EXERCISE PROMPT: All entries below are to be set down again exactly as given.

SOURCE RECORDS:

Start of Block

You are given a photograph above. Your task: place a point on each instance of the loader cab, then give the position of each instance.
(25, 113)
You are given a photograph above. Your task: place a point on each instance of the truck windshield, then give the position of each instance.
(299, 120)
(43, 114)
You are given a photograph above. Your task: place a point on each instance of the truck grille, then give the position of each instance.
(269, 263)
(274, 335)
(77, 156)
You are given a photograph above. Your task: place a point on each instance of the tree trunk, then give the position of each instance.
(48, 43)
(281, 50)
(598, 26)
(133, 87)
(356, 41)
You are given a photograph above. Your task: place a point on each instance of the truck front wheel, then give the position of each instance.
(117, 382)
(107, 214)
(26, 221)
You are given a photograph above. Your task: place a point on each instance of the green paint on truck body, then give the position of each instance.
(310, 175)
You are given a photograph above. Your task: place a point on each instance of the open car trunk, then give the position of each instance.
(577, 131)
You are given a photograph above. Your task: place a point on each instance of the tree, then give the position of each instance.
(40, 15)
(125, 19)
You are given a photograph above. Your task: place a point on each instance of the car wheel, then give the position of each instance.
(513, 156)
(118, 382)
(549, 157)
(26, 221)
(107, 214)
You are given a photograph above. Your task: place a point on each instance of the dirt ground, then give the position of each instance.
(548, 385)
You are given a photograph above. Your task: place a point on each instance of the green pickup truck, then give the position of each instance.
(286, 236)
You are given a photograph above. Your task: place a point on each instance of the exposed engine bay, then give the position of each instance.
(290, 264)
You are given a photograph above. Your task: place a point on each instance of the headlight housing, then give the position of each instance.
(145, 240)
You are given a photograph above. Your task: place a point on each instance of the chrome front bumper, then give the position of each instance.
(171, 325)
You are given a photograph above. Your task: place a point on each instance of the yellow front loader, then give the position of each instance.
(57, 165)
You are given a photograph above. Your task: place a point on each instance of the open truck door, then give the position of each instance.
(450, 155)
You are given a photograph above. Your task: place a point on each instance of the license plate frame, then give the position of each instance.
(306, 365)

End of Block

OUTPUT FOR THIS TASK:
You are given a photograph above. Your task: place a point on each instance of the loader cab, then give the position of each instance.
(25, 113)
You are given a photograph above. Your task: place a point on each instance of the truck windshield, then give the position of each instance.
(299, 120)
(43, 114)
You are given a photograph above. Your task: place a point on each instance of the truck grille, then give the position of each instance.
(269, 263)
(274, 335)
(77, 156)
You are given a photograph above. Your task: place a point on each instance of the tree trunk, then give the position of each instance.
(48, 43)
(281, 50)
(598, 26)
(133, 87)
(356, 41)
You are given a photograph above. Your task: place a point on each instance of the truck front wheel, then give the position of each instance.
(117, 382)
(107, 214)
(26, 221)
You are given a photograph above. Your task: place a point on each instance of the green paint on truck body, then give the position of each instance.
(310, 175)
You are given a photograph above. Your task: place a point on each instance of the open car trunk, then give the position of each instance.
(577, 131)
You are given a photograph above. Your task: place a point on each instance of the tree, then give the position of each instance.
(40, 15)
(125, 19)
You are given a photograph above. Your task: place a point on each instance of the car wheel, then give the position of each instance.
(513, 156)
(118, 382)
(549, 157)
(26, 221)
(107, 214)
You are given a photograph above. Your task: place a point on each instance of the dirt ground, then give the position of each instance.
(548, 385)
You are given a photograph above. Your task: place a point on each instance of the green pickup truck, then give the position of each instance.
(286, 236)
You are given a photograph above. Your task: place a point on each instance of the exposed engine bay, then give the position of each instance.
(290, 264)
You are given a photograph above. Your task: place a point on each instance of the headlight housing, then give the position of each instance.
(145, 240)
You are given a photograph above. Your task: place a point on each instance of the chrome front bumper, then give the position of each instance.
(171, 325)
You are given a photograph above. Your task: place a point on each instance of the yellow front loader, then give the position of each instance.
(57, 165)
You are given a photograph above. Your task: place a point on each instance of the open truck door, then give the position of each instance.
(450, 155)
You are given a photograph above. Your task: place a point on each instance of the license plate frame, then give the position of each instance.
(306, 365)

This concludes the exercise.